DOCUMENT EXCERPT:
┏━━
## Imports

In [17]:
import numpy as np
import pandas as pd
import re

## Get the data

In [18]:
df = pd.read_csv('GooglePlay.csv')

## prepare numerical data

In [19]:
# get numerical columns
columns = df.columns
numerical_columns = {"Rating": df['Rating'],
                     "Reviews": df['Reviews'],
                     "Size": df['Size'],
                     "Installs": df['Installs'],
                     "Price": df['Price']}
# we will extract the numbers and store the cleaned data in the dict below
cleaned_numerical_columns = {}
# drop missing data = NoN rows
for col in numerical_columns.keys():
    numerical_columns[col].dropna(inplace=True)

## check what is the structure of data in each column

In [20]:
for col_name in numerical_columns.keys():
    data_without_digits = np.array([])
    for data in numerical_columns[col_name]:
        data_without_digits = np.append(data_without_digits, re.sub(r'\d+', '', str(data)))

    # save each structure once
    data_without_digits = np.unique(data_without_digits)
    print(f"column <{col_name}>, extera characters:", data_without_digits, end='\n')
┗━━
ENTRIES:
┏━━
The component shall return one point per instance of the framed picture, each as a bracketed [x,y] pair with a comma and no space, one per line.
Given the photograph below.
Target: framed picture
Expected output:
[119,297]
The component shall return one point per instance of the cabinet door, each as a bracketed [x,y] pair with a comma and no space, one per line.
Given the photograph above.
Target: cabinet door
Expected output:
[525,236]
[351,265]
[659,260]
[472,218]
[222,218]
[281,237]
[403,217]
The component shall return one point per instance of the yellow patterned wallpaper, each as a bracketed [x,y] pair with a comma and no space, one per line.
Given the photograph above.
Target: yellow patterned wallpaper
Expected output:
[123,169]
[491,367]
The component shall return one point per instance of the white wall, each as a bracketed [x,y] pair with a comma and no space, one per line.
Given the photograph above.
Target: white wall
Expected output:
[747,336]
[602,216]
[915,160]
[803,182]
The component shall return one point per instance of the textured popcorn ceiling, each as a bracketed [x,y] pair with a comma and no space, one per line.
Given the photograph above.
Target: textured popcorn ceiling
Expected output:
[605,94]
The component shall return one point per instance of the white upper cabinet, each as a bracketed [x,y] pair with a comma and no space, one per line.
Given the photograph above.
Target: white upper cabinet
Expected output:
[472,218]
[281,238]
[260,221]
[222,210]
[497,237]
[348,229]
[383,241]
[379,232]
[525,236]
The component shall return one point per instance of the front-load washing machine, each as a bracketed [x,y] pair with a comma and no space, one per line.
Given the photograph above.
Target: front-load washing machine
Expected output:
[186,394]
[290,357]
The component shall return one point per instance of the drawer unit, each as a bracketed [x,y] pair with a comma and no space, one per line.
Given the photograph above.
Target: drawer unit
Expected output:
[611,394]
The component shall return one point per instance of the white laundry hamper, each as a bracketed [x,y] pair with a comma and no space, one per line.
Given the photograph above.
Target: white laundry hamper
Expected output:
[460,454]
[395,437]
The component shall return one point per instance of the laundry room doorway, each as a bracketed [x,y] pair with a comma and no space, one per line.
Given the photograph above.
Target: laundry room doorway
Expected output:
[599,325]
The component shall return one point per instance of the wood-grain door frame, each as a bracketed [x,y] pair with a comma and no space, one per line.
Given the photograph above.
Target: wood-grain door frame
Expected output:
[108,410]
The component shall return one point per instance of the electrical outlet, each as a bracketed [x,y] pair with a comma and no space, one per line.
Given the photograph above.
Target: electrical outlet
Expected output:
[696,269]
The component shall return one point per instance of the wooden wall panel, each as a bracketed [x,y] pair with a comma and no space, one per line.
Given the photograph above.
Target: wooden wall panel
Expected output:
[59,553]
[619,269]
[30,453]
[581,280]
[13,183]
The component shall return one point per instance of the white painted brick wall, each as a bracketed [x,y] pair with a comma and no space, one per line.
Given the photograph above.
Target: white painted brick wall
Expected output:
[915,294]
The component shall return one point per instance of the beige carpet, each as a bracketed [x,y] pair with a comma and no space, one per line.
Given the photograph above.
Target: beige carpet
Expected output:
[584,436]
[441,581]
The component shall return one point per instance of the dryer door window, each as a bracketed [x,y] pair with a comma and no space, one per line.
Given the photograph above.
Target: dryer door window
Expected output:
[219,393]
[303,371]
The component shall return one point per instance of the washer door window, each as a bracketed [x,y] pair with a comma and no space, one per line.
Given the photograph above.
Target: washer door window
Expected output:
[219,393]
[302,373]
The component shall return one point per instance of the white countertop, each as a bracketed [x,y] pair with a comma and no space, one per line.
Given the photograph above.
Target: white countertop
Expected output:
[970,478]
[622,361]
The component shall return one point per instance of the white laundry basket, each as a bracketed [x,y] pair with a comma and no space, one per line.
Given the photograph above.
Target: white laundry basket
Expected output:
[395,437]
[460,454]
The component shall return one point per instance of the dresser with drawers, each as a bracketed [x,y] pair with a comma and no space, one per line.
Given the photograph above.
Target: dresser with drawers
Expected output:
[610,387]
┗━━
CHALLENGES:
a) From the Google Play data-cleaning code, return the text from "## check what" up to and including "data_without_digits = np.unique(data_without_digits)".
b) For each statement, answer yes or no as to whether the Google Play data-cleaning code agrees with it, and quote the words from the code that settle it: (i) the data is read from a file named GooglePlay.csv; (ii) missing values are dropped from the numerical columns in place; (iii) each structure found is saved more than once.
The lines have nothing to do with the Google Play data-cleaning code.

SOLVED TASKS:
a)
## check what is the structure of data in each column

In [20]:
for col_name in numerical_columns.keys():
    data_without_digits = np.array([])
    for data in numerical_columns[col_name]:
        data_without_digits = np.append(data_without_digits, re.sub(r'\d+', '', str(data)))

    # save each structure once
    data_without_digits = np.unique(data_without_digits)

b)
(i) Yes: "df = pd.read_csv('GooglePlay.csv')"
(ii) Yes: "numerical_columns[col].dropna(inplace=True)"
(iii) No: "save each structure once"